* **Set tasks**:
1. In the text on the FOMC's Teal Book, which two briefing books were merged to create the Teal Book?
2. Carry on the commentary about the FOMC's Teal Book forecasts, picking up after its final sentence.

The FOMC & its Forecasts

The “Teal Book”:

Rest in peace, Green Book and Blue Book. The Federal Reserve‘s confidential briefing books that policymakers have used for decades received an overhaul for the Federal Open Market Committee meeting that begins today. The new document merges the two prior books, named for the color of their covers, into one: the Teal Book.

The “Teal book” is released with a five year-lag, just like the transcripts. We have now access to the December 2010 Teal Book or “Report to the FOMC on Economic Conditions and Monetary Policy

As you would expect, it´s a long (100 pages) document. What caught my eye was the “Long-Term Outlook” on page 32. The panel below sets out the Outlook (Forecast) for Real Output Growth, Unemployment Rate, Headline & Core PCE Inflation, Effective Federal Funds Rate and 10-year Government Bond Yield.

The growth rates are Q4/Q4 rates while for Unemployment, FF Rate and Bond Yield it´s the Q4 average for each year.

Teal Book_1

Teal Book_2

Two things caught my eye:

  1. The large forecast errors, mostly with the same sign
  2. The almost perfection of the unemployment rate forecast

Is there a worldview (model) consistent with those forecasts? A nice candidate would be a Phillips Curve worldview.

Imagine that the FOMC were pretty confident in their unemployment rate forecast. Via “Okun´s Law”, a falling unemployment rate would be consistent with a rising RGDP growth. Via the Phillips Curve, a falling unemployment rate would also be consistent with an initially very low inflation rate, especially a low core inflation rate unburdened by oil price increases (that were taking place at the time the forecasts were made), reflecting the initial extremely low utilization rate. Over time, inflation would rise to reflect labor market tightening.

With that, the policy rate (FF) would start to “normalize” and long-term bond yields would rise in accordance with both higher real growth and higher inflation.

* **Data records**:
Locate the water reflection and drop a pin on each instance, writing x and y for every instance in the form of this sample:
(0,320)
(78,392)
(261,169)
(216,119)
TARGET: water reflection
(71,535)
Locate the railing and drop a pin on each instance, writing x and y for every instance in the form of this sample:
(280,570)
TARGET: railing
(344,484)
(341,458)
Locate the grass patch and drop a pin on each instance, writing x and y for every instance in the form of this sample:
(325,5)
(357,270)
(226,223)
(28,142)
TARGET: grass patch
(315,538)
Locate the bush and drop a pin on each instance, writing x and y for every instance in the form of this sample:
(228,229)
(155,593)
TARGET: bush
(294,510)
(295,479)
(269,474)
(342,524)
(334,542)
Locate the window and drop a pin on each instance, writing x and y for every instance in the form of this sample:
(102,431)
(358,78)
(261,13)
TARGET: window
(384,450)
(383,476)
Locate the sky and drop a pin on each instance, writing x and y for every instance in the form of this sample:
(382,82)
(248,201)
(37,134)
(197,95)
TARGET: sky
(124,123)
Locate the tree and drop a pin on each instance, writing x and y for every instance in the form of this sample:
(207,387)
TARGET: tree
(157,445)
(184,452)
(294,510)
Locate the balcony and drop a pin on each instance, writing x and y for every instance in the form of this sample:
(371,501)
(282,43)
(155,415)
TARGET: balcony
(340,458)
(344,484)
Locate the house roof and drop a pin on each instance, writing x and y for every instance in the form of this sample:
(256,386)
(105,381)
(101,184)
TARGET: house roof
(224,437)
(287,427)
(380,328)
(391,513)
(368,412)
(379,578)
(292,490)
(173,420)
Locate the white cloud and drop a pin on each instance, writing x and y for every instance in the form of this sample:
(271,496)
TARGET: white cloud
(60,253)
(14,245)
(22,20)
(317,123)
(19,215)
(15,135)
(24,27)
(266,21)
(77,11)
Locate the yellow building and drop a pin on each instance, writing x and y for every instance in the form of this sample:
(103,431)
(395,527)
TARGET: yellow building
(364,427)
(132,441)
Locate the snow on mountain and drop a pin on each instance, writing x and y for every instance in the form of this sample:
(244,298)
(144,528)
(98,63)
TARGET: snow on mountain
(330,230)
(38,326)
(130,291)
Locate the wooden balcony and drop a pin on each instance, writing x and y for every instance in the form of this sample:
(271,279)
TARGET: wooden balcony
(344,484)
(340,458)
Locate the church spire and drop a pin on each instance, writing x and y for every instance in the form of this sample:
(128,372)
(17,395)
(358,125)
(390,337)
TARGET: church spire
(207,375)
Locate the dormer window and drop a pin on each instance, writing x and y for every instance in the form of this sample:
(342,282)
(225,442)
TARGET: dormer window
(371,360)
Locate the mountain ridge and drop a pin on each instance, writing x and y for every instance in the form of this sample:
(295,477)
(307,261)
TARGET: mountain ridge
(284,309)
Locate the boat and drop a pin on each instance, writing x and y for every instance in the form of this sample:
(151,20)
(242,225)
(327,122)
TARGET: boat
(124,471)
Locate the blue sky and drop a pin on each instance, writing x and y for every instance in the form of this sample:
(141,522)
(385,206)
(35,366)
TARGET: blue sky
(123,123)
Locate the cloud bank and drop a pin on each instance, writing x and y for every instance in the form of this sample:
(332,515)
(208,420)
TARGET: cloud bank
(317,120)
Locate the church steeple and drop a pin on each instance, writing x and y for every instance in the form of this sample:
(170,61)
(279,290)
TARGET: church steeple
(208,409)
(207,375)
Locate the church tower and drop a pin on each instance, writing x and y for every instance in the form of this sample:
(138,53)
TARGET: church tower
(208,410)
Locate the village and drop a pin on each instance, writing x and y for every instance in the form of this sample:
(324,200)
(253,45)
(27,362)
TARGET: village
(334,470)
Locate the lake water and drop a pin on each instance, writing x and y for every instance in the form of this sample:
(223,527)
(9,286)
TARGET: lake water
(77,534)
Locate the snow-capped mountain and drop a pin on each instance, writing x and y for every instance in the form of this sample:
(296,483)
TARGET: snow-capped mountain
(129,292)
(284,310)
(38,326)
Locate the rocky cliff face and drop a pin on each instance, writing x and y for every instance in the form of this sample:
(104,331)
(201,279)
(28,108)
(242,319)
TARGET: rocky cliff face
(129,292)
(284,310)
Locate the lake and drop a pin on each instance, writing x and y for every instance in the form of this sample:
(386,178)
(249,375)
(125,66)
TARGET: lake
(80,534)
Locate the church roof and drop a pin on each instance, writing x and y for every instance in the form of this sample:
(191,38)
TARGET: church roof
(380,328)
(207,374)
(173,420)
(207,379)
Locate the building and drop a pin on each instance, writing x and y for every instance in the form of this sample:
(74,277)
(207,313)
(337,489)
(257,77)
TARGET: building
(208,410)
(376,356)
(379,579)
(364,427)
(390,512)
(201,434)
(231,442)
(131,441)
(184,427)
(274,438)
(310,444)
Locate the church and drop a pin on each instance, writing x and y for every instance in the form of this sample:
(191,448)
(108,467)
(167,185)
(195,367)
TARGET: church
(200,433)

* **Responses to the tasks**:
1. The Green Book and the Blue Book.

2.
The results, however, contradicted the worldview. Unemployment fell almost exactly as forecast. However, real growth never picked up. Initially, core inflation was much higher than expected and dropped significantly over time. The exact opposite of the FOMC´s forecast.

With no increase in real growth and with inflation far below “target”, policy “normalization” was not an option! That is, until the FOMC couldn´t hold itself any longer, raising the FF rate in December 2015.

Policy tightening, however, began much earlier, in mid-2014, with the start of Fed “talk” of raising rates. Not surprising that at that point commodity prices turned down and the dollar began to rise.

It´s way past the time the FOMC changes it´s “worldview”!

Update: Bullard says:

The U.S. central bank’s inflation and employment goals have essentially been met and it would be “prudent” to edge interest rates higher, St. Louis Fed President James Bullard said on Friday.

You could say they have (even with core inflation a bit below target). As you see from the forecasts made in 2010, the targets would have been “met” only with much higher rates. Maybe that´s why he uses the word “prudent”. Does he feel they were “lucky” to “meet” the targets with rates far below the ones “deemed” necessary originally?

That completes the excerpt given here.